With pictures removed, output every record below exactly as written.

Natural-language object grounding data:
***

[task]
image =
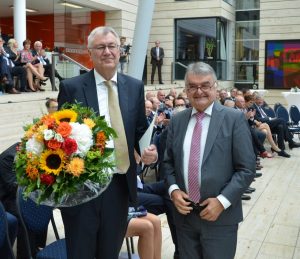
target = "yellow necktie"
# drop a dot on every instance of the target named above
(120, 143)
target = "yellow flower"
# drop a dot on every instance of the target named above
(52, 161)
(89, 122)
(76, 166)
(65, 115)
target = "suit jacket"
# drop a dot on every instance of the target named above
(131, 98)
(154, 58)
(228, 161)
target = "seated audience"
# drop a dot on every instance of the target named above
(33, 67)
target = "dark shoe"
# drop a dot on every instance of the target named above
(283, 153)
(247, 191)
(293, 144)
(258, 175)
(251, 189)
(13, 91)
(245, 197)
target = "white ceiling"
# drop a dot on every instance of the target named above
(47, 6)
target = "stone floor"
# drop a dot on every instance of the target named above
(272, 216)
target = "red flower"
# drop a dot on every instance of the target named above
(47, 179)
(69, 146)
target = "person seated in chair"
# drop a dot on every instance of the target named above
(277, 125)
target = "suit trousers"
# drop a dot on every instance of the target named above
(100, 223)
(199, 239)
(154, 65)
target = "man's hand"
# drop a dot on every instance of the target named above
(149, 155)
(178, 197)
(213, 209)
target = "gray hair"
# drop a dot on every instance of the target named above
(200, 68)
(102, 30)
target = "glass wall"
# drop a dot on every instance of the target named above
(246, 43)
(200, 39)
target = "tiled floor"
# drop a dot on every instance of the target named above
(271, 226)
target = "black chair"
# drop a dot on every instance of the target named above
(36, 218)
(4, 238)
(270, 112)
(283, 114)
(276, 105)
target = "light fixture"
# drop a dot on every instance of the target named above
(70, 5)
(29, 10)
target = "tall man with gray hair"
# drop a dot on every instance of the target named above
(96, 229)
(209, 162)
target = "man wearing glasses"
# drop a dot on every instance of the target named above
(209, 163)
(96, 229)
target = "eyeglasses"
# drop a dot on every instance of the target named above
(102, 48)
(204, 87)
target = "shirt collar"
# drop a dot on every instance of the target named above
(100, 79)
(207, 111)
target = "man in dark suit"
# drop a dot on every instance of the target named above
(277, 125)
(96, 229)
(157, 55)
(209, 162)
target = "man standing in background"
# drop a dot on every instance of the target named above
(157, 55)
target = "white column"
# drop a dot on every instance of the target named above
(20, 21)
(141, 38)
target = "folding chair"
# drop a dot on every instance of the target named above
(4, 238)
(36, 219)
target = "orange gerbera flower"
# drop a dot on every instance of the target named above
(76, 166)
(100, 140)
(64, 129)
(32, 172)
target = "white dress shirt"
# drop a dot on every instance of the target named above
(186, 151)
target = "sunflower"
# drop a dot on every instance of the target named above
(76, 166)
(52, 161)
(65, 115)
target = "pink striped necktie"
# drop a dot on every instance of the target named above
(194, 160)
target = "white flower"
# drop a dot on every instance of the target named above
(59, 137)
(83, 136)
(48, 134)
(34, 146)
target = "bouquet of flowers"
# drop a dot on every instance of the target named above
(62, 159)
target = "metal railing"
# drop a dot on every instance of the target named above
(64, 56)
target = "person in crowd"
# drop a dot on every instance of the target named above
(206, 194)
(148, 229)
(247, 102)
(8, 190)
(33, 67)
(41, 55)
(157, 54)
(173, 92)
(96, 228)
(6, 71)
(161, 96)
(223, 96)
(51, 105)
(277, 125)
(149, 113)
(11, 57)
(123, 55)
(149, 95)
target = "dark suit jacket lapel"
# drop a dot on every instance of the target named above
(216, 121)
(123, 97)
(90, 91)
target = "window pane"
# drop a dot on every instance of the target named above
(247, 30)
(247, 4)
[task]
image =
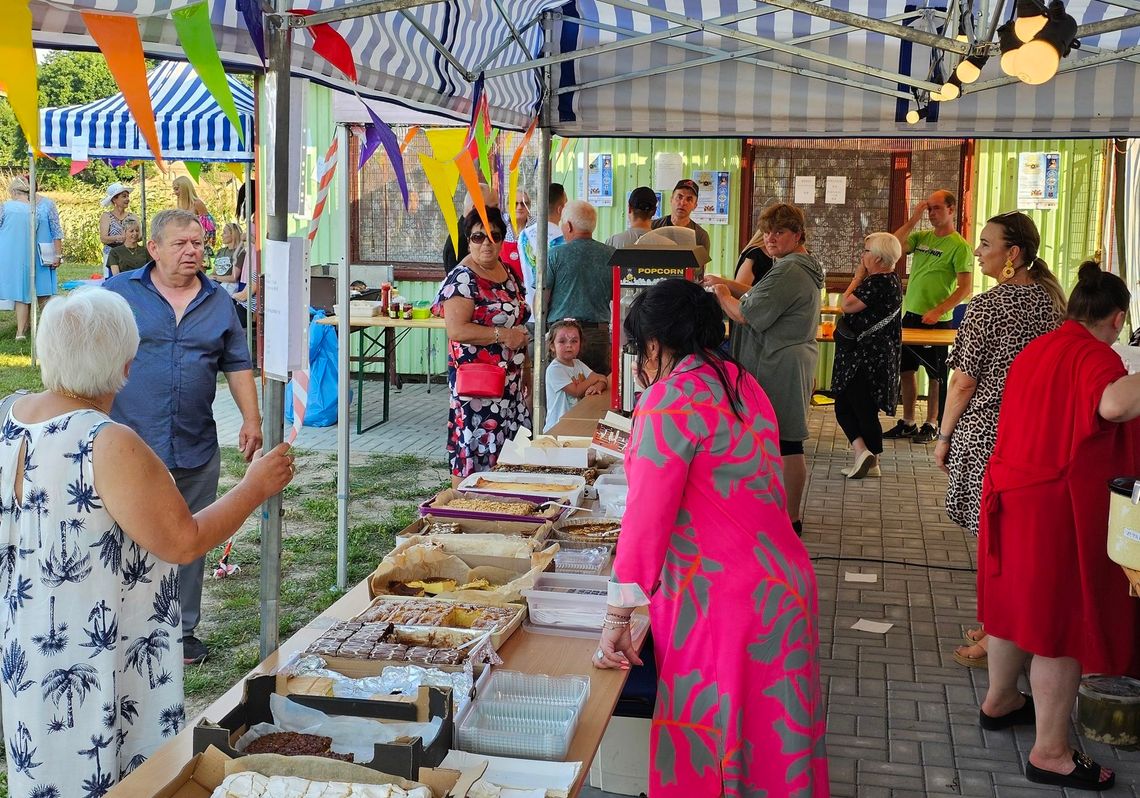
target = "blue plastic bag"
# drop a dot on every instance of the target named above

***

SOLUTION TO THIS PROBLEM >>
[task]
image =
target = "yellow necktie"
# drop a dot on every instance of the target named above
(120, 143)
target = "yellow flower"
# drop a dot on every instance of the target named above
(52, 161)
(89, 122)
(76, 166)
(65, 115)
target = "suit jacket"
# drop a dot on every instance of the target named above
(131, 98)
(154, 58)
(228, 161)
target = "seated audience"
# drop a dot on every instance of the target named above
(33, 67)
target = "dark shoe"
# drop a dot on every instance of the target named above
(283, 153)
(247, 191)
(293, 144)
(258, 175)
(251, 189)
(13, 91)
(245, 197)
target = "white ceiling"
# drop a dot on every instance of the target named above
(47, 6)
target = "stone floor"
# drop a dot on every instance of the target named above
(272, 216)
target = "red flower"
# drop a dot on every instance of the target named above
(47, 179)
(69, 146)
target = "person seated in chair"
# drop a dot on every instance of the target named above
(277, 125)
target = "suit trousers"
# drop a dot on every instance of the target named above
(100, 223)
(199, 239)
(154, 65)
target = "man's hand"
# drop a dot on every instance of the target named above
(149, 155)
(178, 197)
(213, 209)
target = "gray hair"
# drop a dot on every instance of the target named above
(200, 68)
(102, 30)
target = "glass wall"
# drop a dot on every instance of the target named above
(246, 43)
(200, 39)
target = "tiled floor"
# drop a dot on every instance of the target named above
(271, 226)
target = "black chair"
# drop a dot on every instance of the target named above
(36, 218)
(4, 238)
(270, 112)
(283, 114)
(276, 105)
target = "light fixture"
# drop a dot on every instance of the target named above
(70, 5)
(29, 10)
target = "tall man with gray hair"
# drop a dot on every instance of the target named above
(96, 229)
(209, 162)
target = "man wearing glasses"
# drop a dot on every instance of the target named above
(209, 163)
(96, 229)
target = "eyeglasses"
# drop a dot on every instance of the target named above
(102, 48)
(204, 87)
target = "shirt collar"
# drop a dot on every instance of the target named above
(100, 79)
(207, 111)
target = "man in dark suit"
# drop a dot on every instance of the target named above
(277, 125)
(96, 229)
(157, 55)
(209, 162)
target = "man standing in background"
# drop a dot on every instance of the target named above
(157, 55)
target = "white column"
# drop a dot on every instance of the target named above
(20, 21)
(141, 38)
target = "folding chair"
# drop a dot on every instance of the target named above
(4, 238)
(36, 219)
target = "orange gerbera flower"
# drop a dot on every instance of the target named above
(76, 166)
(100, 140)
(64, 129)
(32, 172)
target = "white dress shirt"
# drop a dot on every instance of the target named above
(186, 151)
target = "sunflower"
# drop a dot on every instance of the target named above
(76, 166)
(52, 161)
(65, 115)
target = "pink striped necktie"
# drop a dot on every instance of the target named above
(194, 160)
target = "white flower"
# drop a dot on every instance of the target named above
(59, 137)
(83, 136)
(48, 134)
(34, 146)
target = "bouquet of flowers"
# drop a dot on every instance of the target named above
(62, 159)
target = "metal railing"
# drop a dot on every instance of the target named above
(64, 56)
target = "person in crowd"
# drop a dot on every instance of the target named above
(206, 194)
(148, 229)
(247, 102)
(8, 190)
(33, 67)
(41, 55)
(157, 54)
(173, 92)
(96, 228)
(6, 71)
(161, 96)
(223, 96)
(51, 105)
(277, 125)
(149, 113)
(11, 57)
(123, 55)
(149, 95)
target = "dark suit jacket lapel"
# drop a dot on every instance of the target named above
(216, 121)
(123, 97)
(90, 91)
target = "window pane"
# drop a dot on every instance of the target named above
(247, 30)
(247, 4)
[task]
image =
target = "blue plastic bag"
# drop a dot on every instance of the target named above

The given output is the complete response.